_Directive_
Extract every line of the records below that contains the word "each". Letter case counts.

_Supplied data_
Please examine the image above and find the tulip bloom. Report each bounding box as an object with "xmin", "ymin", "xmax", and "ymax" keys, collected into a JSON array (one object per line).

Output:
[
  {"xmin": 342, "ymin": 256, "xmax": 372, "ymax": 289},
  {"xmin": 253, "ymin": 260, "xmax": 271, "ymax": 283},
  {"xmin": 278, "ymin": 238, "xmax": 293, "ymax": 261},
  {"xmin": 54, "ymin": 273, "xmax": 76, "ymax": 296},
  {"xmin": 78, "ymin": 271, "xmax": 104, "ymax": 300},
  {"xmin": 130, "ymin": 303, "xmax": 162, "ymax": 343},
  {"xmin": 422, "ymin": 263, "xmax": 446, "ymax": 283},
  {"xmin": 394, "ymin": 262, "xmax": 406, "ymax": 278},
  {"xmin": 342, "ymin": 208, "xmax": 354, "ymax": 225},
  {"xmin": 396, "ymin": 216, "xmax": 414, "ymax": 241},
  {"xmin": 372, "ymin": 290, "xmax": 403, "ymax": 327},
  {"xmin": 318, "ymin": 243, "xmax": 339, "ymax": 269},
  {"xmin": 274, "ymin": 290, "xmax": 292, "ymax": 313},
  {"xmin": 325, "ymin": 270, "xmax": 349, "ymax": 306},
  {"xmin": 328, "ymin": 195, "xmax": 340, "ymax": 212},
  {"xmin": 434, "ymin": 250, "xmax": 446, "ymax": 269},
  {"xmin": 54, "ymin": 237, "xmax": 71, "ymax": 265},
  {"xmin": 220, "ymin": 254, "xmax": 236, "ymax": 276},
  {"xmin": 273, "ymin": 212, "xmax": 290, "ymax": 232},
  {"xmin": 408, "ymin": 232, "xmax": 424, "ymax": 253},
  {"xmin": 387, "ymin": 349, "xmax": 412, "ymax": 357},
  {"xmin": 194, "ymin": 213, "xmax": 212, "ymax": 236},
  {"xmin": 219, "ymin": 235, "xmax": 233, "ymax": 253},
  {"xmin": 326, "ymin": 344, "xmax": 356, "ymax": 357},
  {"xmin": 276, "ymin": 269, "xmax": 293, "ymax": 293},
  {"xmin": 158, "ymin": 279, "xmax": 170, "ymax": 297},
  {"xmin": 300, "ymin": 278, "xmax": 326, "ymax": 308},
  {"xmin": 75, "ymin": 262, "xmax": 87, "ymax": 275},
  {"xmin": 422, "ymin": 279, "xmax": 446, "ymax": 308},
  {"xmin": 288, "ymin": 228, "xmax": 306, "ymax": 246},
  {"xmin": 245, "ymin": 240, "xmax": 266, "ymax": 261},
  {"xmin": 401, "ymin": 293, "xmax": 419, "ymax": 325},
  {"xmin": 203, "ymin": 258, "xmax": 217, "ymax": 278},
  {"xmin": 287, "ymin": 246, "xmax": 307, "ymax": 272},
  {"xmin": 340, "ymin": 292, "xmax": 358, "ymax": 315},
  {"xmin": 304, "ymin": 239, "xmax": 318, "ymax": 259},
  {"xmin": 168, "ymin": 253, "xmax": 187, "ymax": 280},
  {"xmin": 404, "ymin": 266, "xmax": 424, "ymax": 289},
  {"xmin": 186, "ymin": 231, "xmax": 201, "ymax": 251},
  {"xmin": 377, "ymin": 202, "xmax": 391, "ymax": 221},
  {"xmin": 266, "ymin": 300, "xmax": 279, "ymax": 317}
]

_Task solution_
Please examine the image above and find the tulip bloom. Report each bounding box as an object with "xmin", "ymin", "xmax", and "ymax" keys, collected into a JSON array (one object per line).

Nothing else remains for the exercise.